_ФРАГМЕНТ ТЕКСТА:_
# # # # #
Выбрать главу

Бог сказал Аврааму, что тот должен принести в жертву своего сына, рожденного Авраамом в преклонных годах, - его семя, которому предстояло сделать Авраама отцом царей и родоначальником великого народа. Авраам побледнел. Он не только потеряет своего сына, но и Бог оказался лжецом. Он сказал: "В Исааке будет семя твое" - теперь же велит: "Убей Исаака". Как не возненавидеть Бога - столь жестокого и непостоянного? Как необходим был Аврааму чей-нибудь совет! Но он знал, что, объясни он суть дела хоть одному человеку, и его отговорят и не дадут ему исполнить повеление. Назначенная местом жертвоприношения гора Мориа находилась достаточно далеко. "Авраам встал рано утром, оседлал осла своего, взял с собою двоих из своих отроков и Исаака, сына своего; наколол дров для всесожжения"... Авраам не поручил оседлать осла кому-то другому. Он сам возложил на животное дрова для всесожжения. Все это время он размышлял о том, что их пламя поглотит его сына, его надежду на продолжение рода. Юноша сгорит в огне того хвороста, который он сам собирал. Неужели в столь ужасающих обстоятельствах Авраам не мог остановиться и все обдумать? Неужели не мог он поведать обо всем Сарре? Какие внутренние рыдания сотрясали его? Авраам взнуздал осла, едва понимая, что делает, столь глубоко был он погружен в свои мысли.
# # # # #
Записи, содержащиеся в наборе данных:
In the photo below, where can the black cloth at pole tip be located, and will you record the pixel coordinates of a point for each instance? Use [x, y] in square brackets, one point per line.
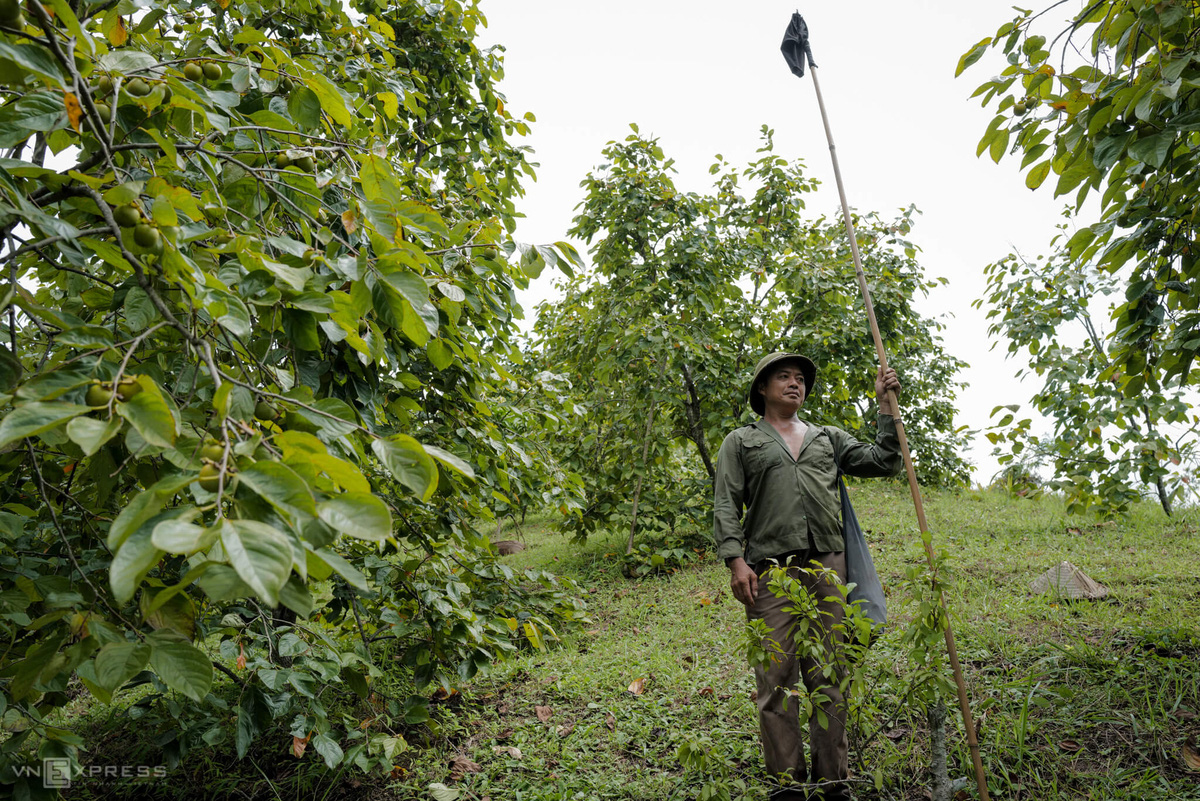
[796, 44]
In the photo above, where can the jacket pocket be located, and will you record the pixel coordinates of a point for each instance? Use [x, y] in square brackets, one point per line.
[762, 455]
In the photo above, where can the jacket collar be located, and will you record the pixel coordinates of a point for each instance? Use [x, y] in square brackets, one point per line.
[767, 428]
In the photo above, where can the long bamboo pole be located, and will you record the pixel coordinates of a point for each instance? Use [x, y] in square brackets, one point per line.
[951, 648]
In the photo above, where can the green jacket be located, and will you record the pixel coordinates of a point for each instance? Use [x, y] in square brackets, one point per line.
[790, 505]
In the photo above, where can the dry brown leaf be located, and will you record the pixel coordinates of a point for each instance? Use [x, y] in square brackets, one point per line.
[117, 35]
[460, 766]
[75, 112]
[298, 746]
[1192, 754]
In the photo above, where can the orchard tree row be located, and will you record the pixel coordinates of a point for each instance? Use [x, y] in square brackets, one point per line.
[258, 309]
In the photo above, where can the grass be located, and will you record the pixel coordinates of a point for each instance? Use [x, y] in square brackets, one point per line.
[1073, 699]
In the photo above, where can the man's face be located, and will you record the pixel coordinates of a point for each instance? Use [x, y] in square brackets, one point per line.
[785, 386]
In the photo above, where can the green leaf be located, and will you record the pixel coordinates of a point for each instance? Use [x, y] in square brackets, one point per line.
[295, 596]
[1037, 175]
[261, 555]
[411, 285]
[150, 415]
[10, 371]
[281, 487]
[174, 612]
[132, 561]
[1153, 150]
[439, 792]
[439, 354]
[450, 461]
[143, 506]
[342, 567]
[139, 311]
[33, 419]
[304, 107]
[34, 59]
[329, 750]
[181, 536]
[90, 434]
[181, 666]
[330, 97]
[408, 463]
[972, 55]
[358, 515]
[119, 662]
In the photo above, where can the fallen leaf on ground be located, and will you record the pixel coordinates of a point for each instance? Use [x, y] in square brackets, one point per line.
[511, 751]
[442, 793]
[1192, 754]
[460, 766]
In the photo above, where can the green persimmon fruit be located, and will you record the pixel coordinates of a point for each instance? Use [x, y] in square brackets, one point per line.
[210, 477]
[265, 411]
[127, 387]
[99, 395]
[147, 236]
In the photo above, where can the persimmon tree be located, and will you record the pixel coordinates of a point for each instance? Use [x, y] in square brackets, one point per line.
[1107, 108]
[258, 303]
[688, 290]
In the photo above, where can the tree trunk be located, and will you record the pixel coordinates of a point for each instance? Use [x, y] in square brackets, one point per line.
[1163, 498]
[641, 476]
[695, 431]
[941, 788]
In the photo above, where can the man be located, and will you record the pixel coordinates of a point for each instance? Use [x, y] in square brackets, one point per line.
[777, 500]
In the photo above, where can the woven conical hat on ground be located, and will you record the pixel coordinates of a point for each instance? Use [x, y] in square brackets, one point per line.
[1069, 582]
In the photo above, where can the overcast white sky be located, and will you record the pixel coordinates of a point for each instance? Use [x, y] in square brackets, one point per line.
[705, 76]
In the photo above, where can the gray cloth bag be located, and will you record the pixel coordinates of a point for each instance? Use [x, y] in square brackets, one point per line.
[861, 571]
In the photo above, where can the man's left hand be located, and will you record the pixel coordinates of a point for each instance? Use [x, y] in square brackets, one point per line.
[886, 380]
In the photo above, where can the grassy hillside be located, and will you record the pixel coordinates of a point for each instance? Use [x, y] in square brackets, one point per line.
[1073, 699]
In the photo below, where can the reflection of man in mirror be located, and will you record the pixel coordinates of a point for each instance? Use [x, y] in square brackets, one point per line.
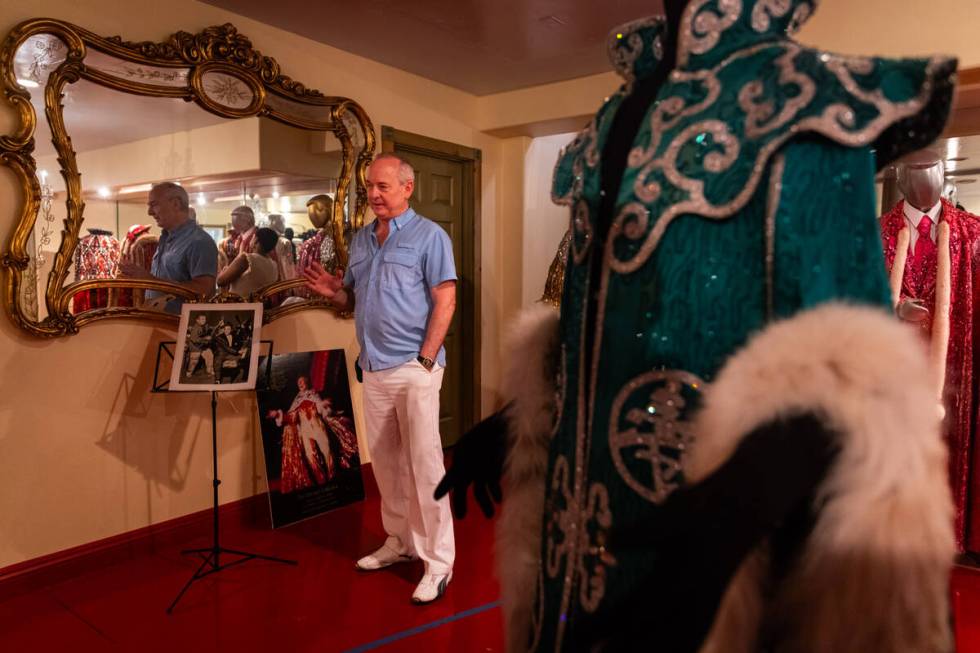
[403, 277]
[239, 238]
[185, 253]
[199, 345]
[320, 248]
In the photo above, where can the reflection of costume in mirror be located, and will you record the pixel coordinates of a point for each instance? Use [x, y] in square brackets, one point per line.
[96, 257]
[138, 248]
[285, 254]
[320, 247]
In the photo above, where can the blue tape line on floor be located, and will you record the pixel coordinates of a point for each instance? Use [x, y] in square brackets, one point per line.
[424, 627]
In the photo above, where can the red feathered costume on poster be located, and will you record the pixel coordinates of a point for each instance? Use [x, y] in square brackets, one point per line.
[940, 279]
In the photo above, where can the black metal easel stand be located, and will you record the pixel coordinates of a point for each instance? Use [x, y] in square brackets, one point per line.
[211, 562]
[211, 556]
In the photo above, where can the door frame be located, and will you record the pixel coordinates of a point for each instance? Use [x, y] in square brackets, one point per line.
[472, 160]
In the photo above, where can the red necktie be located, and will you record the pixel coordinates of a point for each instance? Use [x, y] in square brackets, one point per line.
[924, 247]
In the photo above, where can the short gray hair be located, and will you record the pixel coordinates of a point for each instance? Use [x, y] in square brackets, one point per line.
[406, 173]
[170, 190]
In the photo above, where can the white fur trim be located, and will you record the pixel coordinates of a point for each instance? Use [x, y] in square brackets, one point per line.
[898, 265]
[874, 572]
[530, 384]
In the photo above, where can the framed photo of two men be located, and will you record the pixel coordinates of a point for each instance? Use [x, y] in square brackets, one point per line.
[217, 347]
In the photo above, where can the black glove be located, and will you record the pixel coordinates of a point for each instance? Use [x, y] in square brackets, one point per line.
[478, 458]
[705, 531]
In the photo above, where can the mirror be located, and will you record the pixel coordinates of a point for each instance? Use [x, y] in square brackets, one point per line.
[271, 171]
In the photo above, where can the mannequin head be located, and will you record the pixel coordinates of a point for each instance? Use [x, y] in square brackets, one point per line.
[949, 191]
[320, 209]
[920, 178]
[242, 219]
[277, 223]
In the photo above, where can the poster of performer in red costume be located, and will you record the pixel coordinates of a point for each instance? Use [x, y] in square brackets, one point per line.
[308, 435]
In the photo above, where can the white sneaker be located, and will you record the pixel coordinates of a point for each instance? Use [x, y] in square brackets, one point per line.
[432, 587]
[383, 557]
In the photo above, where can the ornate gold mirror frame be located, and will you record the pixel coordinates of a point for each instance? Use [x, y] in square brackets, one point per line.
[176, 68]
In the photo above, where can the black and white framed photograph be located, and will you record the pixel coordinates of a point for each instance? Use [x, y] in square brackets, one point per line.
[217, 347]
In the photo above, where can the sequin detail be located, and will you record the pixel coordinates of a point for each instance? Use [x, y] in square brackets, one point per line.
[650, 431]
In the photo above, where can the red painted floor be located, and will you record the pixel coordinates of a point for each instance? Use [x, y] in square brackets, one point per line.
[323, 605]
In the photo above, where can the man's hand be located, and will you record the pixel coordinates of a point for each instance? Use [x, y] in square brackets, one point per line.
[478, 459]
[322, 282]
[133, 270]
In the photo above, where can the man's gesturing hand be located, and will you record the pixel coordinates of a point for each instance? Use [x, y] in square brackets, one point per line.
[322, 282]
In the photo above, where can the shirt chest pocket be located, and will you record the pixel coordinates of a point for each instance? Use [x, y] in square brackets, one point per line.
[400, 268]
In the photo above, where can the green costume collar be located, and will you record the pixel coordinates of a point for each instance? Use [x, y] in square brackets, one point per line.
[741, 90]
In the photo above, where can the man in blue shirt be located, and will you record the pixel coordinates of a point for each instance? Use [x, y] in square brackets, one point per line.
[403, 278]
[185, 255]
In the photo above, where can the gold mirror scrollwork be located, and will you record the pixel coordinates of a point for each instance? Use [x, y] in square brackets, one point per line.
[217, 69]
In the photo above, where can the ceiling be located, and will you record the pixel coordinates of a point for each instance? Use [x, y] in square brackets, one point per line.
[478, 46]
[97, 117]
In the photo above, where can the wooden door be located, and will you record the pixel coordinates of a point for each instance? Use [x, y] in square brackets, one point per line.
[439, 197]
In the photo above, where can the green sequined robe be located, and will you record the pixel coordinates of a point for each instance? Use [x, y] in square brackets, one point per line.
[748, 196]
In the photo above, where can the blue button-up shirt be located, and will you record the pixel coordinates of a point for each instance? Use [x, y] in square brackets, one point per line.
[183, 254]
[392, 288]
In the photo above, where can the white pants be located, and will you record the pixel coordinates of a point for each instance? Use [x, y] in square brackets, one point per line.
[401, 409]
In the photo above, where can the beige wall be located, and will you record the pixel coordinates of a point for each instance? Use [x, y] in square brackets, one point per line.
[85, 451]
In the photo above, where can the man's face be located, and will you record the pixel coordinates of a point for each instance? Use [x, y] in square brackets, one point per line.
[241, 221]
[164, 209]
[388, 196]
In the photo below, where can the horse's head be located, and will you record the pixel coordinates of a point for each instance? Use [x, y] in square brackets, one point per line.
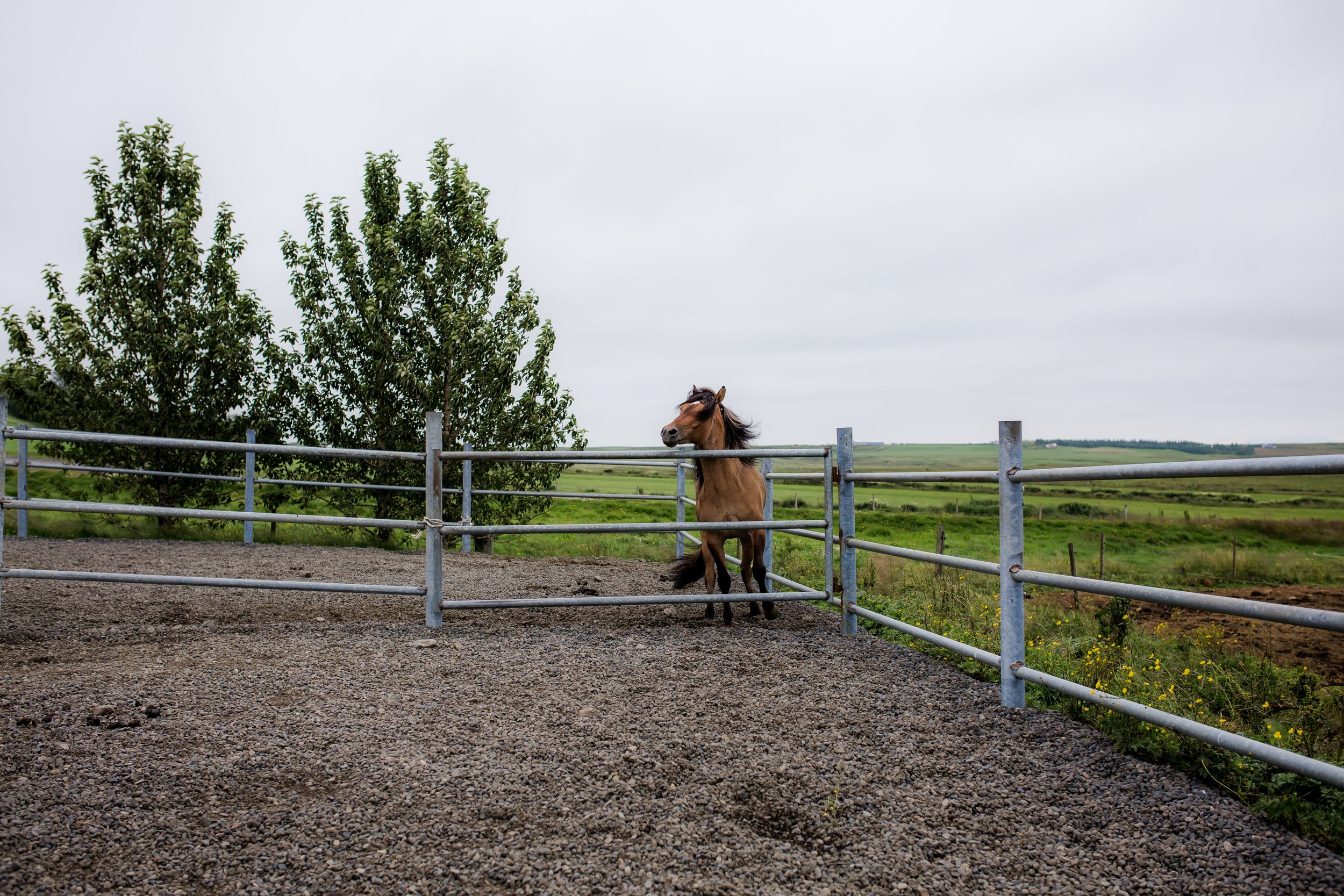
[694, 418]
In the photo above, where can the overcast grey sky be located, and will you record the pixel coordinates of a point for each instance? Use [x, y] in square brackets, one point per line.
[1109, 221]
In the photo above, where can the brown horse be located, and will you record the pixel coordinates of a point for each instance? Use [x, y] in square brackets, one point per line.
[726, 489]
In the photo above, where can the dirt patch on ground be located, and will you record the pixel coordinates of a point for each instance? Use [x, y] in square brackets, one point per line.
[296, 743]
[1319, 650]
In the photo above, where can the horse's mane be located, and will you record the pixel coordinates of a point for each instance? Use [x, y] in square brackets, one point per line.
[737, 433]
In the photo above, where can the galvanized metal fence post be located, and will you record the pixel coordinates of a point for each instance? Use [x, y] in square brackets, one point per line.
[467, 499]
[433, 519]
[1012, 626]
[249, 485]
[681, 507]
[4, 453]
[23, 486]
[767, 469]
[828, 546]
[848, 559]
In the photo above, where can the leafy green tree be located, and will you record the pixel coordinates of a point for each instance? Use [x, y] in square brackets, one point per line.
[402, 319]
[167, 343]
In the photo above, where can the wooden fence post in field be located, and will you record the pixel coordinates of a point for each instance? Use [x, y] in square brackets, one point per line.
[1073, 570]
[941, 543]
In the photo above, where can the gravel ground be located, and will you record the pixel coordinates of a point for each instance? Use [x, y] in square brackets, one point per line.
[303, 744]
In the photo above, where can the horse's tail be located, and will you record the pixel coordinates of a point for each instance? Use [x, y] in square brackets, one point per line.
[687, 570]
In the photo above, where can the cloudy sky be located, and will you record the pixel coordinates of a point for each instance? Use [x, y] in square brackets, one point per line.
[1109, 221]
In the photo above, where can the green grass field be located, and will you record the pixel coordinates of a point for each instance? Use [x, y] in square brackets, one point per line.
[1178, 534]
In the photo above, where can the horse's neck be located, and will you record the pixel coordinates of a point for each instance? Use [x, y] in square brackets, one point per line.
[716, 469]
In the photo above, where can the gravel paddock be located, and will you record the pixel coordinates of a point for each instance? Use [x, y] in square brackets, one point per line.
[261, 742]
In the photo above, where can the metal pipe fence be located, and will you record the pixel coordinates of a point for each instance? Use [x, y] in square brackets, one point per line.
[1012, 575]
[432, 524]
[1010, 569]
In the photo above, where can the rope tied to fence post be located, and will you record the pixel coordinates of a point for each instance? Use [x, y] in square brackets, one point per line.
[431, 523]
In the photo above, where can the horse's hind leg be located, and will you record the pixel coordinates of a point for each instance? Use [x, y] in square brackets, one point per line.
[759, 571]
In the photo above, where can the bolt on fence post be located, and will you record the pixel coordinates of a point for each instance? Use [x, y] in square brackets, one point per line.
[23, 492]
[681, 507]
[249, 485]
[1012, 626]
[467, 499]
[828, 546]
[767, 469]
[848, 562]
[433, 511]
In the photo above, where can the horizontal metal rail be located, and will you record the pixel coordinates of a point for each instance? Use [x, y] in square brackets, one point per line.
[925, 476]
[924, 634]
[371, 486]
[598, 601]
[202, 445]
[1308, 617]
[571, 494]
[312, 484]
[926, 556]
[265, 585]
[80, 468]
[563, 457]
[603, 462]
[590, 528]
[1285, 759]
[1308, 465]
[194, 513]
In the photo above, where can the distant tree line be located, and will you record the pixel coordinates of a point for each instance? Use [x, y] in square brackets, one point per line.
[1190, 448]
[398, 318]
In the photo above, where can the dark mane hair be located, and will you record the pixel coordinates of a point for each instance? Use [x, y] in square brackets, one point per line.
[737, 433]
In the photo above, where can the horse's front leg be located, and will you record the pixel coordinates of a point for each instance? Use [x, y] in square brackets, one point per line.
[719, 566]
[710, 574]
[748, 559]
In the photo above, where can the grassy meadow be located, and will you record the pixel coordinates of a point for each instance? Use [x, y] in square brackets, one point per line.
[1289, 531]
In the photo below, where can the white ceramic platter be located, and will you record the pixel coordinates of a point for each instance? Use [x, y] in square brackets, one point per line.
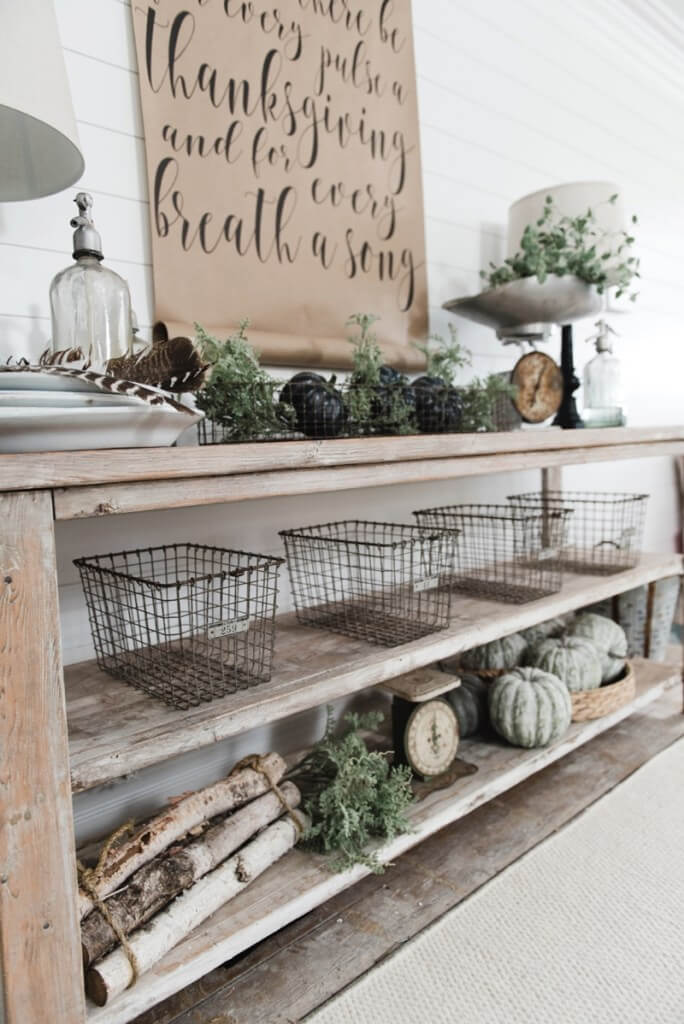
# # # # #
_ПОСТАВЛЕННАЯ ЗАДАЧА:_
Перепишите дословно и целиком фрагмент текста о жертвоприношении Исаака.

_ОТВЕТ НИЖЕ:_
Выбрать главу

Бог сказал Аврааму, что тот должен принести в жертву своего сына, рожденного Авраамом в преклонных годах, - его семя, которому предстояло сделать Авраама отцом царей и родоначальником великого народа. Авраам побледнел. Он не только потеряет своего сына, но и Бог оказался лжецом. Он сказал: "В Исааке будет семя твое" - теперь же велит: "Убей Исаака". Как не возненавидеть Бога - столь жестокого и непостоянного? Как необходим был Аврааму чей-нибудь совет! Но он знал, что, объясни он суть дела хоть одному человеку, и его отговорят и не дадут ему исполнить повеление. Назначенная местом жертвоприношения гора Мориа находилась достаточно далеко. "Авраам встал рано утром, оседлал осла своего, взял с собою двоих из своих отроков и Исаака, сына своего; наколол дров для всесожжения"... Авраам не поручил оседлать осла кому-то другому. Он сам возложил на животное дрова для всесожжения. Все это время он размышлял о том, что их пламя поглотит его сына, его надежду на продолжение рода. Юноша сгорит в огне того хвороста, который он сам собирал. Неужели в столь ужасающих обстоятельствах Авраам не мог остановиться и все обдумать? Неужели не мог он поведать обо всем Сарре? Какие внутренние рыдания сотрясали его? Авраам взнуздал осла, едва понимая, что делает, столь глубоко был он погружен в свои мысли.